[start of Records for the exercise]

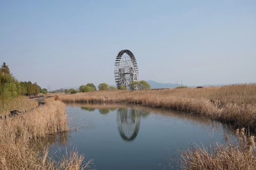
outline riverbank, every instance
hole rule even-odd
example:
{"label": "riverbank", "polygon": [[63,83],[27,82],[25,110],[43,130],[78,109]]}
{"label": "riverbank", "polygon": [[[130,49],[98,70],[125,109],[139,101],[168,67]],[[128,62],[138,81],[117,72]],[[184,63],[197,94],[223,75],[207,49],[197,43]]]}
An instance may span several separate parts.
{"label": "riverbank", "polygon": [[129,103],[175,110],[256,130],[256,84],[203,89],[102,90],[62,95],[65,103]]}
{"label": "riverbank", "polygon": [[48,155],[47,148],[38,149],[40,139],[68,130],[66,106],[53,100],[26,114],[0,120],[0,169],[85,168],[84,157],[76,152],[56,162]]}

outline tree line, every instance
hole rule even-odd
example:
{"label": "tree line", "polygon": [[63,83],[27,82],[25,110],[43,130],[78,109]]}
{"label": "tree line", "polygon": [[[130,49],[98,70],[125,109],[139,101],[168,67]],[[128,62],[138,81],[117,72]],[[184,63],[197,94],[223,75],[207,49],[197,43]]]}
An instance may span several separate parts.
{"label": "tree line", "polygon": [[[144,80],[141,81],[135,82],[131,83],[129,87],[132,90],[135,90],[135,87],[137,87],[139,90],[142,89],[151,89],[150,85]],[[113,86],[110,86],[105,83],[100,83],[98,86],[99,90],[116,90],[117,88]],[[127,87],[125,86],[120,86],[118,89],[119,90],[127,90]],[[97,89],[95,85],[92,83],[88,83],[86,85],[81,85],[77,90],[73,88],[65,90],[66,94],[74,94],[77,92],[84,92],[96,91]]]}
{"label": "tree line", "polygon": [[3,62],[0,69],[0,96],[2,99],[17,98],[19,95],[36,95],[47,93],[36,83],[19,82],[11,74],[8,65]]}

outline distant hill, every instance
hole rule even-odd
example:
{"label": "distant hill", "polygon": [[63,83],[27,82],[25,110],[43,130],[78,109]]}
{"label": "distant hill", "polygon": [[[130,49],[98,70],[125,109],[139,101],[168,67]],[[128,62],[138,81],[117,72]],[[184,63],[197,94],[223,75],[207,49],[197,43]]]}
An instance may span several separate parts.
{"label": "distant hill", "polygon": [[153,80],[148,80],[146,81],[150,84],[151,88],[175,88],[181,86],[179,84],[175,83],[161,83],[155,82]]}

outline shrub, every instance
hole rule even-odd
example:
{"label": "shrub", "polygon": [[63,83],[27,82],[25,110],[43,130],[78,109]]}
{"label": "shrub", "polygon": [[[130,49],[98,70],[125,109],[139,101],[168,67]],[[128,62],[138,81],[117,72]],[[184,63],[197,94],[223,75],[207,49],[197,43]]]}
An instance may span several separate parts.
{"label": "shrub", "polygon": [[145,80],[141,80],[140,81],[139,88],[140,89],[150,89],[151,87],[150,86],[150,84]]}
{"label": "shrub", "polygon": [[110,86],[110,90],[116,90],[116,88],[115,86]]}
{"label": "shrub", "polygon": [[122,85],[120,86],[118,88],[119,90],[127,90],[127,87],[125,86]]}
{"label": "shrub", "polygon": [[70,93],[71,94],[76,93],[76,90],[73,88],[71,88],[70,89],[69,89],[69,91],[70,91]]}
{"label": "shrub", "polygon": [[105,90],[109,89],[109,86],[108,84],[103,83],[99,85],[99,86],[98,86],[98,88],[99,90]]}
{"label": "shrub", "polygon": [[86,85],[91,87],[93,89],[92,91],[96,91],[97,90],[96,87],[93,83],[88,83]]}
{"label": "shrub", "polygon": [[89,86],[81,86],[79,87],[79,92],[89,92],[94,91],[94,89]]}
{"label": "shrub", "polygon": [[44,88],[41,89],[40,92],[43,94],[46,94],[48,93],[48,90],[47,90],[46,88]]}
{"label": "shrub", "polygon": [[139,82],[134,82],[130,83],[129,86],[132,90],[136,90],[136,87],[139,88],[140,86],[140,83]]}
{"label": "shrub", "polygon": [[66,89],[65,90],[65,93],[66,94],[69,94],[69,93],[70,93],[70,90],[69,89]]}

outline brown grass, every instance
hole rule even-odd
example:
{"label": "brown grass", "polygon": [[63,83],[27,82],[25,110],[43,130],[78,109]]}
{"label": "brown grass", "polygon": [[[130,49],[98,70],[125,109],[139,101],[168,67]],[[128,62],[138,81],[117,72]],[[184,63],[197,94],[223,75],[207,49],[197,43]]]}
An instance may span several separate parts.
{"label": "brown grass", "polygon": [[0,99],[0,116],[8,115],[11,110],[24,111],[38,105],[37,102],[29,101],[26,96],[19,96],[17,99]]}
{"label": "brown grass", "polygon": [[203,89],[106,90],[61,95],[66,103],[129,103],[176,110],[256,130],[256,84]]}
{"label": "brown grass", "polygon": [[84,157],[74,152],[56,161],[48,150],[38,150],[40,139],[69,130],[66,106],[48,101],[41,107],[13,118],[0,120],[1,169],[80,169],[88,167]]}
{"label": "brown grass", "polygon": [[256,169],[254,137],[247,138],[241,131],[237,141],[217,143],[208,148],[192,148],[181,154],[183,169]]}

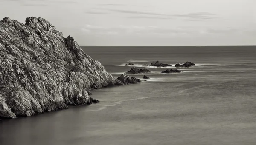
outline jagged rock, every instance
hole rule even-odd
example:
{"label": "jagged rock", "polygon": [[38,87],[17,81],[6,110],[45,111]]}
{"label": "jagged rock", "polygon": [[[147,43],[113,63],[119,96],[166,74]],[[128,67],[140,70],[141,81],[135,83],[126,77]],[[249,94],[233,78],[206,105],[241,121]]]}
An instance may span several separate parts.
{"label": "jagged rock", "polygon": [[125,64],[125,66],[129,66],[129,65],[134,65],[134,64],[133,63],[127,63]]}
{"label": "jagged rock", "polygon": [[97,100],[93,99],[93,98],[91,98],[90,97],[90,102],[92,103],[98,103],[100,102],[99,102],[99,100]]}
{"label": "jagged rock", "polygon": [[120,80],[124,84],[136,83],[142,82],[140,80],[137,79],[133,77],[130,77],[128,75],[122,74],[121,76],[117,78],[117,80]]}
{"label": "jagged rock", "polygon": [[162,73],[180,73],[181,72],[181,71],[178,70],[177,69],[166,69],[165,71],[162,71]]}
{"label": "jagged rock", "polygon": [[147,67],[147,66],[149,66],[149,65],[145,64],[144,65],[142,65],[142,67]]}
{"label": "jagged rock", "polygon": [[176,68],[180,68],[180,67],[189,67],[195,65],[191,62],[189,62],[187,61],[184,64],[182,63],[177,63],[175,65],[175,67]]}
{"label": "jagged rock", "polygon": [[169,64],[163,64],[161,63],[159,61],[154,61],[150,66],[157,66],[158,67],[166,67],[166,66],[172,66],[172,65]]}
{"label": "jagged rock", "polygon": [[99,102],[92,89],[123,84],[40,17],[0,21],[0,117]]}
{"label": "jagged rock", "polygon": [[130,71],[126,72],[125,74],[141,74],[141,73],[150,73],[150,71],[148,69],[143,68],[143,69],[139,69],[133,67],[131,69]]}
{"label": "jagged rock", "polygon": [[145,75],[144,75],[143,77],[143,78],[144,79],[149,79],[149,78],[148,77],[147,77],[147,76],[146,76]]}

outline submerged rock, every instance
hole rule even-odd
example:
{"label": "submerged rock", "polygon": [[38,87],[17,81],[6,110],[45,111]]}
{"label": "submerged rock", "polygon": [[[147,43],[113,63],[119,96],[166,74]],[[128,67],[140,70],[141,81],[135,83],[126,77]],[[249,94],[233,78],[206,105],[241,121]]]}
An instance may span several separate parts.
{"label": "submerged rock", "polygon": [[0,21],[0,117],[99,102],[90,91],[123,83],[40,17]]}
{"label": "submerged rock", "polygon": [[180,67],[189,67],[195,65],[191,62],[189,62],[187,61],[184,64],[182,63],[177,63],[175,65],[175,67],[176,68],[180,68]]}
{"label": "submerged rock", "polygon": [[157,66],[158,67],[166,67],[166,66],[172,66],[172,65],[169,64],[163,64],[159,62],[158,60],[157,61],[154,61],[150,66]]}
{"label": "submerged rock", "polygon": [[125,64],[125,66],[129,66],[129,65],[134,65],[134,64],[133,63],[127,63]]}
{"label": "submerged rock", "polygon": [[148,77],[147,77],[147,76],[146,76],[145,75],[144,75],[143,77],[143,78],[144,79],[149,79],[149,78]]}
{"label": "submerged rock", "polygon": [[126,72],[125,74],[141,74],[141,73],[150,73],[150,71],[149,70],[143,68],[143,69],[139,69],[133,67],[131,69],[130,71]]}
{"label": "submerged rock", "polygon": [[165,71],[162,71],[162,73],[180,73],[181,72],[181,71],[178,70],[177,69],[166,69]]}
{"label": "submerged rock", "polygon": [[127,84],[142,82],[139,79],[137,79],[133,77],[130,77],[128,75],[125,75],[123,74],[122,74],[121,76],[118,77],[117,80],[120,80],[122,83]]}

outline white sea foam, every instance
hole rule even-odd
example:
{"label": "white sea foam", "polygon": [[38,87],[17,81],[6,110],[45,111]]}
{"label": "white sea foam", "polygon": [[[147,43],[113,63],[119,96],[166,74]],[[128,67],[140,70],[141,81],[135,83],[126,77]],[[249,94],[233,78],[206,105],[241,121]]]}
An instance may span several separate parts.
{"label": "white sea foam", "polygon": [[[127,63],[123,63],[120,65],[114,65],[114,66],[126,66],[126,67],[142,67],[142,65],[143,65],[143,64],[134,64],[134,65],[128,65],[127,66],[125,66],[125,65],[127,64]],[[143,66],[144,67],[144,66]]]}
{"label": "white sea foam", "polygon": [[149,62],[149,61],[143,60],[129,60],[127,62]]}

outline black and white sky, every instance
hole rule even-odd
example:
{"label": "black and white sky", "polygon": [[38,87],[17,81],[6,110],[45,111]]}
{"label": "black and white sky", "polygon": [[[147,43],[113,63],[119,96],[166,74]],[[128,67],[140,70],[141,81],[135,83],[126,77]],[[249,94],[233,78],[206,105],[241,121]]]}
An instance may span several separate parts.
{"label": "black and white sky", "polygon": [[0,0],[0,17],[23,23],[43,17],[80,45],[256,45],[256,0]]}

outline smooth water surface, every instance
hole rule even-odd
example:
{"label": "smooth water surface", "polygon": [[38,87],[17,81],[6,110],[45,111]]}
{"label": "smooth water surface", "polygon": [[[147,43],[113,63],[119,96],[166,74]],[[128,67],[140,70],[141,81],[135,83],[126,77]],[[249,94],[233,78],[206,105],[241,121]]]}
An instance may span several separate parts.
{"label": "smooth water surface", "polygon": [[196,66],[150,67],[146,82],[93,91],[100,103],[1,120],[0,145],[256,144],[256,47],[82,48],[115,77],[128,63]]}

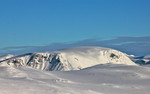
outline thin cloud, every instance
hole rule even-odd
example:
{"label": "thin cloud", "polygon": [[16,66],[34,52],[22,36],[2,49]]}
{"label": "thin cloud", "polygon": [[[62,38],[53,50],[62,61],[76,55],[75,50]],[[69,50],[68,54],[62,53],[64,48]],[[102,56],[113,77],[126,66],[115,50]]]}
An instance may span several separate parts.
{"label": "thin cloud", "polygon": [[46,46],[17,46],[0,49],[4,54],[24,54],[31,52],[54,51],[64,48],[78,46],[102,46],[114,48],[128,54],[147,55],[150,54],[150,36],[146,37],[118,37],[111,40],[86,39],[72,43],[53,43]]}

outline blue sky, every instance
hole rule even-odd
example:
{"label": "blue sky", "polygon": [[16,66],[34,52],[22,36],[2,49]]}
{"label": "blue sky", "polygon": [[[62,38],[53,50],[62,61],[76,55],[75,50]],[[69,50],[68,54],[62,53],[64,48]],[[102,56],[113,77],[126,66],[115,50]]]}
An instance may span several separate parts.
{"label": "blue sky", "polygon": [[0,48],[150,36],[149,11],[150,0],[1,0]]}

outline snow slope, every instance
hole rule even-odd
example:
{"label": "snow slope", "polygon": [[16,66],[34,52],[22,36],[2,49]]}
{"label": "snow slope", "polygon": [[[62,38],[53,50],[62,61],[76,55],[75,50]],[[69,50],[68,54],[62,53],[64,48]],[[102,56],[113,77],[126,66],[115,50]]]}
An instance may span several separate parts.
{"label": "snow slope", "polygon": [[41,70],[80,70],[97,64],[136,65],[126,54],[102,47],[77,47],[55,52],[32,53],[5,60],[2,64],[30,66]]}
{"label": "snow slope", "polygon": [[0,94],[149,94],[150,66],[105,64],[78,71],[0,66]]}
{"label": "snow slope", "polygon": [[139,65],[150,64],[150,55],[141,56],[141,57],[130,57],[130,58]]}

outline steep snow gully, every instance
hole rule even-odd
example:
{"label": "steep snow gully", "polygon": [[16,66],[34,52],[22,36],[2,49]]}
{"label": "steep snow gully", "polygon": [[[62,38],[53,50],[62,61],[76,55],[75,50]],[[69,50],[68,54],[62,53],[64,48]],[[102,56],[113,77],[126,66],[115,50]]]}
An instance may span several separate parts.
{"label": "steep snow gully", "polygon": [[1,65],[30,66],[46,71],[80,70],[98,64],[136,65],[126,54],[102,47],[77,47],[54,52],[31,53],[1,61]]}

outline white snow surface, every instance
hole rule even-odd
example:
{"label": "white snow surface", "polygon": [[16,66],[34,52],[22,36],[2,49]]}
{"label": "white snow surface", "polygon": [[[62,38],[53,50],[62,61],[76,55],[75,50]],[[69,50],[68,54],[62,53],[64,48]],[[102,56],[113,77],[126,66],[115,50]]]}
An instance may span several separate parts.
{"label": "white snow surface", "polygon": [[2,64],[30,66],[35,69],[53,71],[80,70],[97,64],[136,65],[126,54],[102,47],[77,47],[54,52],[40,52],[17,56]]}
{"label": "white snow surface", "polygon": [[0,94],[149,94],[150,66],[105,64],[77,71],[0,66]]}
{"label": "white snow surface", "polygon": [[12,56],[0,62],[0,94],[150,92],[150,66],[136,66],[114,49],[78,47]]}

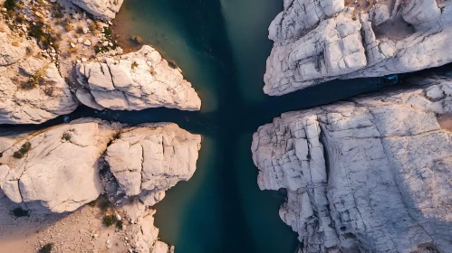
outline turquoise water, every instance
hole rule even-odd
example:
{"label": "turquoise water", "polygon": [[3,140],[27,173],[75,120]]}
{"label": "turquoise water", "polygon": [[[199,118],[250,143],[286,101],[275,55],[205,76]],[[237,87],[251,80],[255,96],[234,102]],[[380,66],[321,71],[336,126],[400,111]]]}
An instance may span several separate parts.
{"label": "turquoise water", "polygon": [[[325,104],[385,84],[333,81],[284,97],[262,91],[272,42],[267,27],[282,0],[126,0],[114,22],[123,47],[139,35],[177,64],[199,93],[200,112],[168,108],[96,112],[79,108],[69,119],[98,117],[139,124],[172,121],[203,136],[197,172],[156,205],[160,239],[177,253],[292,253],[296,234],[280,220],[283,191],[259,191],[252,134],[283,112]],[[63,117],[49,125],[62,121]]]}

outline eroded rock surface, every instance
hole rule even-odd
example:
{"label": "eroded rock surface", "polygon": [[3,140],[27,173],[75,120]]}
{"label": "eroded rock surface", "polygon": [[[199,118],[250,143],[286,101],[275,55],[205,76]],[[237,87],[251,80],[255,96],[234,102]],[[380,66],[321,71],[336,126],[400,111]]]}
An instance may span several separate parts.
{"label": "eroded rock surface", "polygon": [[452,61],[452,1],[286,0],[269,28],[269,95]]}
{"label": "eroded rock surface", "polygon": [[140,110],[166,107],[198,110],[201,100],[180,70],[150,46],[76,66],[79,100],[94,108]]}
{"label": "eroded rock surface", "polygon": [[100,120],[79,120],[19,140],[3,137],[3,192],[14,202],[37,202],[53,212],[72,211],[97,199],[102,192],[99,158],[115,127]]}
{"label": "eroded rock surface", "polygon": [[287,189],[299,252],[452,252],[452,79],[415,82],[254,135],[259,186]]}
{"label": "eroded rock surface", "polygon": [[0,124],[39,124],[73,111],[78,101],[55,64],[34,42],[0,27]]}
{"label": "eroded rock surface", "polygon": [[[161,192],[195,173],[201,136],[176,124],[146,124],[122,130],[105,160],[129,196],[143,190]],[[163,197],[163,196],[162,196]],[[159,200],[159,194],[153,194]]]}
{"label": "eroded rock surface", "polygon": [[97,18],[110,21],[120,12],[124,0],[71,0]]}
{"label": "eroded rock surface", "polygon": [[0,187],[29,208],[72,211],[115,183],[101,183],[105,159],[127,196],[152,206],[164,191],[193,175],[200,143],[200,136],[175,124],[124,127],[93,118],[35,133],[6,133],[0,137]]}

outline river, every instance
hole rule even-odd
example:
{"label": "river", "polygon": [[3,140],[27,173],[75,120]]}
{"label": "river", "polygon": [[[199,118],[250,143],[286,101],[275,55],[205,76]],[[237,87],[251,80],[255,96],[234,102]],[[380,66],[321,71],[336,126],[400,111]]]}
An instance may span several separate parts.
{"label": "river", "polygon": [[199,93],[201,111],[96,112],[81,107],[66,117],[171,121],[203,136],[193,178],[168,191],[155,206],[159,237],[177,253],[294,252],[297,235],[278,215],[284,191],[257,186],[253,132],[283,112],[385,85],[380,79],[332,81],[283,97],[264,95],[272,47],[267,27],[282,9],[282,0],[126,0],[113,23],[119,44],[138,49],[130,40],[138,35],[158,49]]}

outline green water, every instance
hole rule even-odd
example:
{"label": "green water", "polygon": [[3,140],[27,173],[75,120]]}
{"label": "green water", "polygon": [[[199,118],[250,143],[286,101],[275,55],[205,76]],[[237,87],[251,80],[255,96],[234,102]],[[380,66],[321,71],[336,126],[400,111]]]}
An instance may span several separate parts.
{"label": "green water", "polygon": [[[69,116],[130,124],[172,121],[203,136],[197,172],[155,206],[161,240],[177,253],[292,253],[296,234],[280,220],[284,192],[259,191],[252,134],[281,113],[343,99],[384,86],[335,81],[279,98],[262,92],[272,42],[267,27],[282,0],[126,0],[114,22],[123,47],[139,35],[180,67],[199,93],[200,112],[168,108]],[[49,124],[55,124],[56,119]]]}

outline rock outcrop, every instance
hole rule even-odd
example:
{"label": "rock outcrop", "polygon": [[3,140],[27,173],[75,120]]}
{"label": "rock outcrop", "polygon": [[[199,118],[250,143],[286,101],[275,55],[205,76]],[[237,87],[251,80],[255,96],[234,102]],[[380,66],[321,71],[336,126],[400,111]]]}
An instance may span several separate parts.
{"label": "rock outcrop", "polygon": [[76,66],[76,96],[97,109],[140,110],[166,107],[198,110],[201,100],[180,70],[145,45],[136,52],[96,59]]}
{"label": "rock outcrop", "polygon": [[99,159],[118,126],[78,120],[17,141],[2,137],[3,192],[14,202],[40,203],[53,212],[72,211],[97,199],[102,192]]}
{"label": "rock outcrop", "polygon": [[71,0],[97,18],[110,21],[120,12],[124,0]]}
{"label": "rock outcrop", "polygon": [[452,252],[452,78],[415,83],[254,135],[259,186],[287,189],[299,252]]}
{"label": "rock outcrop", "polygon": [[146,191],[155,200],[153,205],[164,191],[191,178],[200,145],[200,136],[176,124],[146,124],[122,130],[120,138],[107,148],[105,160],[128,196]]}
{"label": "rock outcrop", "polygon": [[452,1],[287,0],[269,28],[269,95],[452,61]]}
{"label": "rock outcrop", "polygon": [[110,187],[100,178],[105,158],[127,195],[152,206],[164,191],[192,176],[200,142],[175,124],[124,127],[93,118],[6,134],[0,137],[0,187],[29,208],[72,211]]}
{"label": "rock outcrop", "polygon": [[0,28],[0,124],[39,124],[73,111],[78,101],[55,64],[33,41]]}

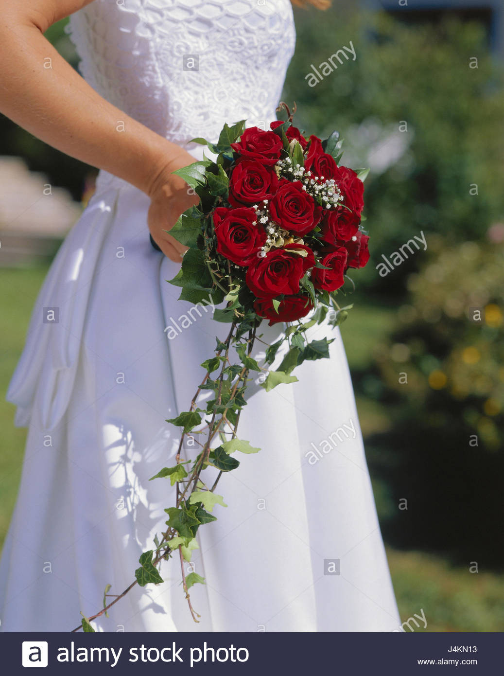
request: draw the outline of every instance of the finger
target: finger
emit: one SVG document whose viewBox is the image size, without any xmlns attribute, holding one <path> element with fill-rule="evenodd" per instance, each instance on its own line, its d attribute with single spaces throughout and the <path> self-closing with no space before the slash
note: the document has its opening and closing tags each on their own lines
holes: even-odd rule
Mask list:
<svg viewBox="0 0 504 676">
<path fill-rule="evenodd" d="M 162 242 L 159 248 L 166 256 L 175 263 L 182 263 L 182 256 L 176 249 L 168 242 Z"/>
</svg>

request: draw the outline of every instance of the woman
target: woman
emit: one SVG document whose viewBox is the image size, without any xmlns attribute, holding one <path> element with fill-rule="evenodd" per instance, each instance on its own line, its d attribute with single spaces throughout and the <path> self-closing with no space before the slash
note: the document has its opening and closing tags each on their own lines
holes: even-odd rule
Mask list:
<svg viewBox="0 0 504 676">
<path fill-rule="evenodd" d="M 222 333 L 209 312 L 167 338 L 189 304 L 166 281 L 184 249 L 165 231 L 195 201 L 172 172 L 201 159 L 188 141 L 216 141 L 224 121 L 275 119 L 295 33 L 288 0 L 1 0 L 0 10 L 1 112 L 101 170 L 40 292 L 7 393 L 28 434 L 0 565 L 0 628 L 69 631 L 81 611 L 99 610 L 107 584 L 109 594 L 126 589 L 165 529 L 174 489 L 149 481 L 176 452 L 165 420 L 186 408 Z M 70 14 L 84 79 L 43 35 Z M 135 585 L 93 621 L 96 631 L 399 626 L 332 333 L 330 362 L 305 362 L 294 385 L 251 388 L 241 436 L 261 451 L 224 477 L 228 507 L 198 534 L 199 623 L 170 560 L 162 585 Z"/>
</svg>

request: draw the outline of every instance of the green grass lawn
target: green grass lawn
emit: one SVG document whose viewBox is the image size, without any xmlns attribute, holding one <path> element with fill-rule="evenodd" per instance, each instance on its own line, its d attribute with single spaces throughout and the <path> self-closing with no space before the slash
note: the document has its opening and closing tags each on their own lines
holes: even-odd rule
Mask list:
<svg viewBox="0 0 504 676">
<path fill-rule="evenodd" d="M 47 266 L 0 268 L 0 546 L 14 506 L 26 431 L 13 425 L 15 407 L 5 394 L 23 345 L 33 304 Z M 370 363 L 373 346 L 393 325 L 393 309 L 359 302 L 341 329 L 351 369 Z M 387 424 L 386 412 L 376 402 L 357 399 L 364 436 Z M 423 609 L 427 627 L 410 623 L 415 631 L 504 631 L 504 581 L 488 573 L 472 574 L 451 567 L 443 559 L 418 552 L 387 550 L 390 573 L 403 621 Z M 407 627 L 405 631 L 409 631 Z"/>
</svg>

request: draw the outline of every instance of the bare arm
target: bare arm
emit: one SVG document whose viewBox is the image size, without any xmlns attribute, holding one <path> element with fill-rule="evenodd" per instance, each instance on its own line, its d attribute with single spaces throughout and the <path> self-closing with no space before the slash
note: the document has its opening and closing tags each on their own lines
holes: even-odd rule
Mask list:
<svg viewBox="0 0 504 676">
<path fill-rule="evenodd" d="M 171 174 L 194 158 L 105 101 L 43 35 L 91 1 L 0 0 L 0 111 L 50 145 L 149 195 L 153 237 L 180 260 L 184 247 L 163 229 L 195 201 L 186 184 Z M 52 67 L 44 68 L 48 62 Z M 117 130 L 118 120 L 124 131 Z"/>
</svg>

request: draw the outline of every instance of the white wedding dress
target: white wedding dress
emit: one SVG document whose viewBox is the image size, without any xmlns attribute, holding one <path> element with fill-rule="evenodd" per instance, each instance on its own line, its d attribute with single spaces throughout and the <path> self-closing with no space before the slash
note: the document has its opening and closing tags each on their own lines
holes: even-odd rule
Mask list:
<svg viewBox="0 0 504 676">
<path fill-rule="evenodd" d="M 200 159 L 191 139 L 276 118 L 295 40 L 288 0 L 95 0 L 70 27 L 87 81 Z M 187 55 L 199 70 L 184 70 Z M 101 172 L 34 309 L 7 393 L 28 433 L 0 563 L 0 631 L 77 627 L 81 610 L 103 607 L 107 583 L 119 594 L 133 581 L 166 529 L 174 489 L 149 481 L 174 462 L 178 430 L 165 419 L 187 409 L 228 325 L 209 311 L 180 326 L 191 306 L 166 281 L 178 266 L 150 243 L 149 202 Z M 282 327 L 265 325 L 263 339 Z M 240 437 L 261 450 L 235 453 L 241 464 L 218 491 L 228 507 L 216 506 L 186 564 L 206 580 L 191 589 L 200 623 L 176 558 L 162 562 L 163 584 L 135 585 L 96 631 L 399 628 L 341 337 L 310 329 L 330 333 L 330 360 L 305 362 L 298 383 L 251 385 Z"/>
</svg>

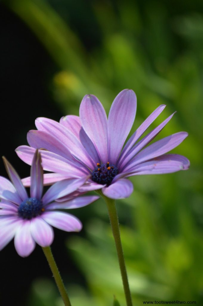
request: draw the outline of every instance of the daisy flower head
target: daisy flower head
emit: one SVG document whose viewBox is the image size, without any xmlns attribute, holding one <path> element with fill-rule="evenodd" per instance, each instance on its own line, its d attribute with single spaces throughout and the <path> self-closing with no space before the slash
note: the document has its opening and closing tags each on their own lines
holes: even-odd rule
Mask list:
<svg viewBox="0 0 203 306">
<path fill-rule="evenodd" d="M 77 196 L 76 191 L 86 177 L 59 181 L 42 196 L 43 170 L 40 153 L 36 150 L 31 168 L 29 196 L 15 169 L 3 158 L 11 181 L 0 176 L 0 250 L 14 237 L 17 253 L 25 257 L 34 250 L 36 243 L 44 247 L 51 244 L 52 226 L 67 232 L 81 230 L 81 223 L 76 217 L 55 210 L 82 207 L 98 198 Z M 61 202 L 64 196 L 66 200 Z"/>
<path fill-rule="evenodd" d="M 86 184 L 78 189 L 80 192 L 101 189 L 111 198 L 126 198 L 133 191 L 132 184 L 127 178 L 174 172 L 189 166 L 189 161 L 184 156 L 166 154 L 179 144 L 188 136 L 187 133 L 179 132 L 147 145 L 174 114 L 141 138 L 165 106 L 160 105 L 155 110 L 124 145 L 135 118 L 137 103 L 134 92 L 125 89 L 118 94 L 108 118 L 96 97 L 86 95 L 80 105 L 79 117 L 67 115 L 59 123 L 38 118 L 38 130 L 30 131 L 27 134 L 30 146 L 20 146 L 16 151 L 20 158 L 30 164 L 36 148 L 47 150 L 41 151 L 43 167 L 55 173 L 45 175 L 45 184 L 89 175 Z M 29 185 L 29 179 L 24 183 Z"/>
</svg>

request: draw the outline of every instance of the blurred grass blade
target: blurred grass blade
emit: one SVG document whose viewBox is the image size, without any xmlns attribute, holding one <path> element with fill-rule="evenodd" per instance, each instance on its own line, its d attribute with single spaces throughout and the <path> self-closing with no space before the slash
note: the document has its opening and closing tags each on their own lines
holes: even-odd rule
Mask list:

[end of Records for the exercise]

◆ **Directions**: List each line in the entries above that contains the word "thin". Case counts.

◆ **Problem solution**:
outline thin cloud, every instance
{"label": "thin cloud", "polygon": [[16,66],[34,52],[22,36],[2,49]]}
{"label": "thin cloud", "polygon": [[[62,38],[53,50],[62,61],[76,55],[75,50]],[[69,50],[68,54],[62,53],[64,48]],[[102,56],[113,77],[126,66],[115,50]]]}
{"label": "thin cloud", "polygon": [[46,46],[17,46],[0,49],[4,54],[24,54],[31,52],[54,51],[64,48],[78,46],[102,46],[114,48],[128,54],[147,55],[150,54],[150,36],[146,37],[118,37],[111,40],[86,39],[72,43],[53,43]]}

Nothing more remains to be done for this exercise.